- PROBLEM TO SOLVE -
Reproduce every line of the listing as written, apart from the pictures.

#### AVAILABLE DATA ####

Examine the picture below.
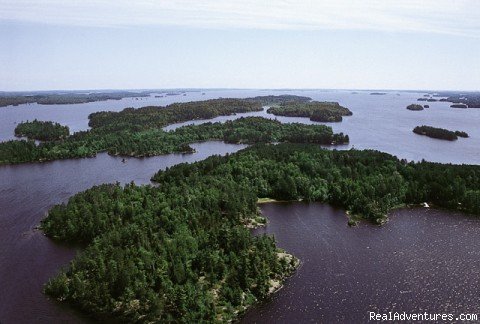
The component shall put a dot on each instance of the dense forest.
(315, 110)
(415, 107)
(155, 141)
(41, 130)
(470, 99)
(138, 132)
(15, 99)
(439, 133)
(179, 251)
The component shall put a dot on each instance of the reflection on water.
(421, 261)
(378, 122)
(27, 258)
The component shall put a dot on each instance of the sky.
(329, 44)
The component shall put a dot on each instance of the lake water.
(422, 260)
(28, 258)
(379, 122)
(421, 255)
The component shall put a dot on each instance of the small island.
(439, 133)
(458, 106)
(42, 130)
(139, 132)
(64, 97)
(415, 107)
(315, 110)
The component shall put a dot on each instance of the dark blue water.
(420, 260)
(379, 122)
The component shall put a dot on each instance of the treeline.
(175, 253)
(470, 99)
(178, 252)
(155, 141)
(315, 110)
(138, 132)
(439, 133)
(415, 107)
(42, 130)
(65, 98)
(156, 117)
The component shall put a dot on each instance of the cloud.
(457, 17)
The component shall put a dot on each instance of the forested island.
(439, 133)
(63, 98)
(139, 133)
(180, 252)
(42, 131)
(459, 99)
(315, 110)
(458, 106)
(415, 107)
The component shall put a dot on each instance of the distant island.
(315, 110)
(42, 131)
(181, 251)
(415, 107)
(439, 133)
(139, 133)
(64, 98)
(459, 106)
(458, 99)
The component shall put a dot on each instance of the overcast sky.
(369, 44)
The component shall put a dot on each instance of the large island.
(315, 110)
(139, 132)
(439, 133)
(181, 251)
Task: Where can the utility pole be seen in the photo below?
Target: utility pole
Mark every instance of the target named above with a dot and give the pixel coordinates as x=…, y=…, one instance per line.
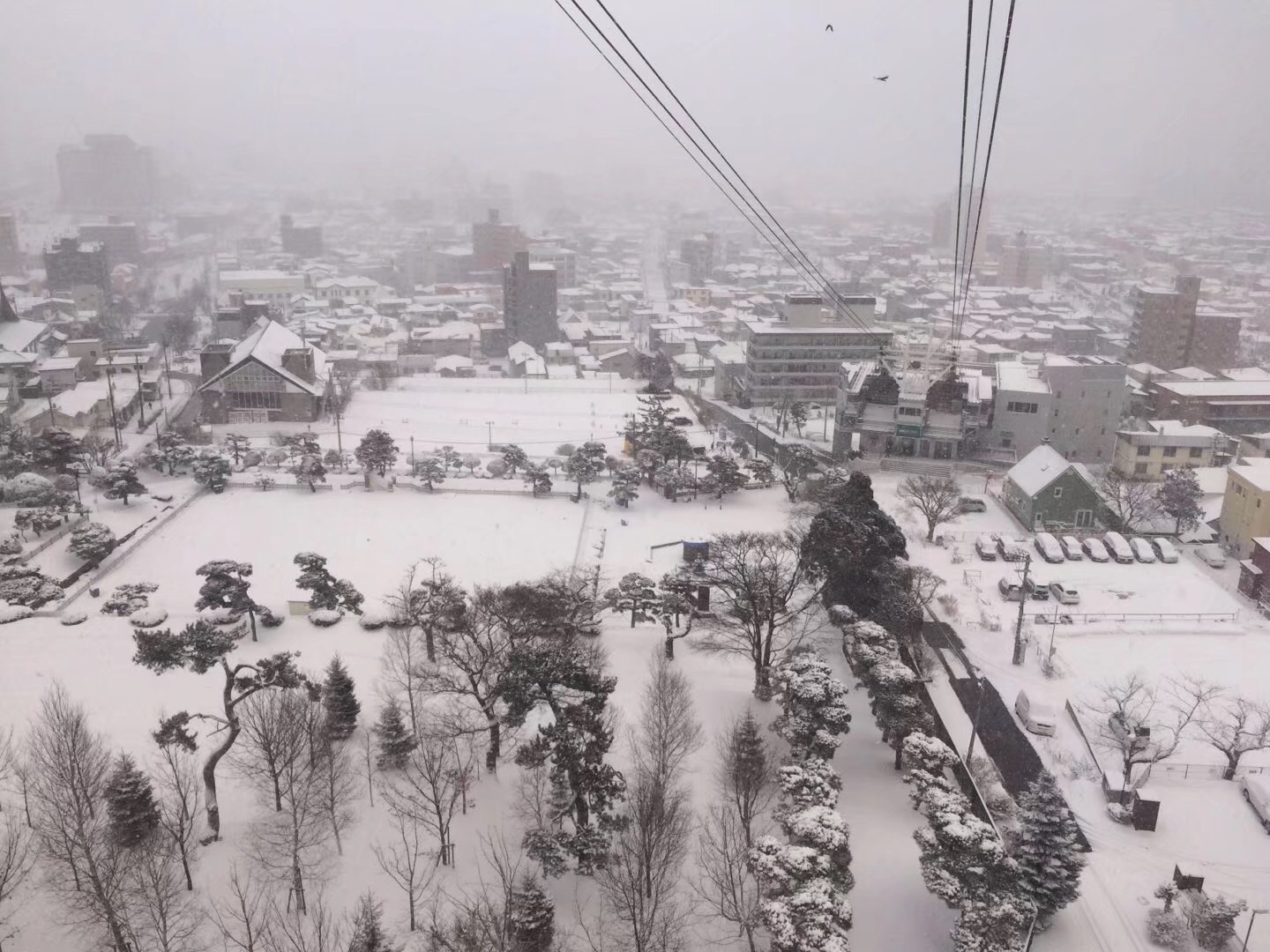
x=1020, y=651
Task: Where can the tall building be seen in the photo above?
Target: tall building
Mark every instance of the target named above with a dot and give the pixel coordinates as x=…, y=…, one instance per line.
x=530, y=301
x=1022, y=265
x=1162, y=324
x=494, y=242
x=11, y=256
x=698, y=254
x=71, y=263
x=107, y=173
x=122, y=240
x=300, y=240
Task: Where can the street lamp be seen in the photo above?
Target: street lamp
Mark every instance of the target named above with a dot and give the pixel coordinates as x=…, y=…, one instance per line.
x=1252, y=919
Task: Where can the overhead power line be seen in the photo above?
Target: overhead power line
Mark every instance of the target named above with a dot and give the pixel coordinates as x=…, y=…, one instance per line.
x=768, y=227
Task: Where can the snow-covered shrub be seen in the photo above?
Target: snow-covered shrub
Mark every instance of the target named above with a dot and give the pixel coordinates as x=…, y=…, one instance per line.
x=11, y=614
x=376, y=616
x=270, y=619
x=1168, y=929
x=147, y=617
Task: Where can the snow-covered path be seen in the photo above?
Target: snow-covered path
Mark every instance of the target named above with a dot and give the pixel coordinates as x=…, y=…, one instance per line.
x=892, y=908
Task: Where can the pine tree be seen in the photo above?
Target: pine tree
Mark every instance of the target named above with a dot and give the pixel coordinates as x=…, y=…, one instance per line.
x=531, y=915
x=130, y=804
x=1048, y=854
x=813, y=706
x=395, y=743
x=340, y=700
x=367, y=933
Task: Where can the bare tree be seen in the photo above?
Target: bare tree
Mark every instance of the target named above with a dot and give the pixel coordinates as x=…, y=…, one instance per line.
x=401, y=668
x=17, y=859
x=243, y=918
x=937, y=498
x=725, y=883
x=164, y=915
x=69, y=768
x=764, y=599
x=1138, y=725
x=640, y=879
x=179, y=798
x=427, y=790
x=406, y=861
x=1236, y=726
x=1132, y=502
x=274, y=738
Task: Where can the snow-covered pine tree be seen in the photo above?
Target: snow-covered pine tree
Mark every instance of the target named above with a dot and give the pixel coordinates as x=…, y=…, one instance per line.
x=1048, y=853
x=813, y=706
x=340, y=700
x=367, y=931
x=394, y=740
x=130, y=804
x=531, y=917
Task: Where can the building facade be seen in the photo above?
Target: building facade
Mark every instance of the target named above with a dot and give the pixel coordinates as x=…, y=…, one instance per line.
x=107, y=173
x=530, y=301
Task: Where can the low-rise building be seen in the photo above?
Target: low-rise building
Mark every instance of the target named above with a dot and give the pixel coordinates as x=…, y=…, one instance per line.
x=1152, y=449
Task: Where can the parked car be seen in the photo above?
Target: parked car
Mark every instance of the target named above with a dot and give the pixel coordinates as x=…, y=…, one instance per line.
x=1142, y=550
x=1095, y=550
x=1011, y=591
x=1256, y=791
x=987, y=547
x=1048, y=547
x=1035, y=716
x=1065, y=594
x=1212, y=555
x=1010, y=551
x=1117, y=546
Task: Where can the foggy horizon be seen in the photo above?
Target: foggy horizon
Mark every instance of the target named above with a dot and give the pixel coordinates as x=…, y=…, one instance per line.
x=1140, y=100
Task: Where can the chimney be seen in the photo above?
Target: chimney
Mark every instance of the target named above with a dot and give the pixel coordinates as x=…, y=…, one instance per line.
x=213, y=358
x=299, y=361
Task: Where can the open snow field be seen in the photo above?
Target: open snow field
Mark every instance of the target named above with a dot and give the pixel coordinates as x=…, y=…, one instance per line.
x=371, y=539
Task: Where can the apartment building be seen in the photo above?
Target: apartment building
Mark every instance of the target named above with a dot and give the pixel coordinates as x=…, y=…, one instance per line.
x=1154, y=447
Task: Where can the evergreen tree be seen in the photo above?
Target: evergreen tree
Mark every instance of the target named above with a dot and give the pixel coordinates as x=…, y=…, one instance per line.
x=531, y=917
x=637, y=594
x=367, y=932
x=120, y=482
x=625, y=485
x=130, y=804
x=340, y=700
x=376, y=452
x=813, y=706
x=1048, y=853
x=213, y=470
x=227, y=587
x=394, y=741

####

- ANSWER BOX -
Examine the picture below.
The component shall put a dot on each instance of the dense forest.
(315, 110)
(415, 107)
(155, 141)
(41, 130)
(470, 99)
(138, 132)
(15, 99)
(439, 133)
(179, 251)
The component shall put a dot on each instance of the reflection on water.
(421, 261)
(378, 122)
(27, 258)
The component shall put a dot on each instance of the sky.
(329, 44)
The component shall put a dot on each instance of the lake water.
(422, 260)
(28, 258)
(379, 122)
(421, 255)
The component shall put a dot on each instance of the small island.
(439, 133)
(458, 106)
(42, 130)
(139, 132)
(64, 97)
(415, 107)
(315, 110)
The component shall put a dot on each instance of the dark blue water.
(420, 260)
(379, 122)
The component shall put a dot on each instance of the treeline.
(175, 253)
(470, 99)
(178, 252)
(155, 141)
(315, 110)
(138, 132)
(439, 133)
(415, 107)
(42, 130)
(65, 98)
(156, 117)
The component shall put a dot on each instance of the cloud.
(457, 17)
The component shall put a dot on each instance of the forested island.
(439, 133)
(63, 98)
(139, 133)
(180, 252)
(42, 131)
(459, 99)
(315, 110)
(458, 106)
(415, 107)
The component shall put a dot on each instance of the distant island.
(315, 110)
(42, 131)
(181, 251)
(415, 107)
(439, 133)
(139, 133)
(64, 98)
(459, 106)
(458, 99)
The component shall put a dot on each instance of the overcast sky.
(369, 44)
The component shall put a dot on each instance of the large island.
(315, 110)
(139, 132)
(439, 133)
(181, 251)
Task: Where can the utility pole be seen in the photo below?
Target: utility pole
Mark every instance of the target named above with a dot and give the pixel coordinates as x=…, y=…, one instance per line.
x=1020, y=651
Task: Where can the tall building be seen in the photo above?
Target: tall building
Mark every instance of the target named above with a dot and give the pixel coordinates as x=…, y=…, one instance per line.
x=530, y=301
x=1022, y=265
x=1162, y=324
x=494, y=242
x=11, y=256
x=698, y=254
x=71, y=263
x=107, y=173
x=122, y=240
x=300, y=240
Task: Where can the street lamp be seen in the photo above?
Target: street lamp
Mark every instance of the target named above with a dot and give the pixel coordinates as x=…, y=…, one instance per line.
x=1252, y=919
Task: Where can the overhead power line be seen in the photo above?
Target: overhead power line
Mark every instance of the target named above with a dot and give the pixel coordinates as x=…, y=…, one instance per line.
x=768, y=227
Task: Where can the snow-covered shrub be seen in the photo above?
Target: snow-covered shrub
Mark every instance of the target named above with a dot and give the pixel coordinates as x=…, y=…, one instance per line.
x=11, y=614
x=376, y=616
x=270, y=619
x=1168, y=929
x=147, y=617
Task: Where can the snow-covered path be seen in the photo above?
Target: snow-covered path
Mark every instance of the target named above with a dot and give the pixel coordinates as x=…, y=…, one instance per line.
x=892, y=908
Task: Where can the pine tree be seen in the photo above?
Target: pine tree
Mark every instance of the target named above with a dot and give the pixel coordinates as x=…, y=…, one instance per line.
x=531, y=915
x=130, y=804
x=1048, y=854
x=813, y=706
x=395, y=743
x=340, y=700
x=367, y=933
Task: Where can the bare tree be seen in the photo above?
Target: bare tree
Mark every instance of the target named above with a dot and give the pixel coordinates as x=…, y=…, one instance per line.
x=401, y=668
x=17, y=859
x=243, y=918
x=937, y=498
x=725, y=883
x=164, y=915
x=69, y=768
x=764, y=599
x=1138, y=725
x=640, y=879
x=179, y=798
x=427, y=790
x=406, y=861
x=1236, y=726
x=1132, y=502
x=274, y=738
Task: Where can the snow-covered pine tree be seen in the photo above?
Target: snow-covered pine tree
Mark every instance of the target named above with a dot and give the pixel coordinates as x=…, y=…, one instance per line.
x=1048, y=853
x=813, y=706
x=340, y=700
x=367, y=931
x=394, y=740
x=130, y=804
x=531, y=917
Task: Where can the building facade be seen in the photo above?
Target: building facade
Mark every instance of the target named above with a dot and give the pixel coordinates as x=…, y=…, one instance per line.
x=107, y=173
x=530, y=301
Task: Where can the low-rise building be seen in the photo above?
Target: low-rise building
Mark every instance of the target named above with a dot and give the pixel coordinates as x=…, y=…, one instance per line.
x=1152, y=449
Task: Where can the parked car be seen in the photo above?
Target: parked car
Mark every instance of the target named above with a dot and give the pixel coordinates as x=…, y=…, one instance per line.
x=1142, y=550
x=1095, y=550
x=1011, y=591
x=1256, y=791
x=987, y=547
x=1048, y=547
x=1035, y=716
x=1065, y=594
x=1212, y=555
x=1010, y=551
x=1117, y=546
Task: Where can the foggy horizon be seen in the photo above?
Target: foggy horizon
Mark every instance of the target named above with a dot and give the pixel coordinates as x=…, y=…, one instance per line.
x=1140, y=100
Task: Where can the chimney be seen in the photo above?
Target: chimney
Mark every instance of the target named above with a dot and give the pixel coordinates as x=…, y=…, one instance per line.
x=213, y=358
x=299, y=361
Task: Where can the open snow field be seen in the photo above?
Target: open snow field
Mark every instance of the target named above with a dot and give the pixel coordinates as x=…, y=…, one instance per line.
x=371, y=539
Task: Where can the apartment building be seen in the photo above?
Target: apartment building
Mark every instance of the target named above with a dot and give the pixel coordinates as x=…, y=…, one instance per line.
x=1154, y=447
Task: Where can the evergreen tree be seen in the photo above?
Target: evergreen tree
Mark every instance of the target named above with a dot and give the pixel coordinates as x=…, y=…, one instance per line.
x=531, y=917
x=637, y=594
x=367, y=932
x=120, y=482
x=625, y=485
x=130, y=804
x=340, y=700
x=376, y=452
x=813, y=706
x=1048, y=853
x=213, y=470
x=227, y=587
x=394, y=741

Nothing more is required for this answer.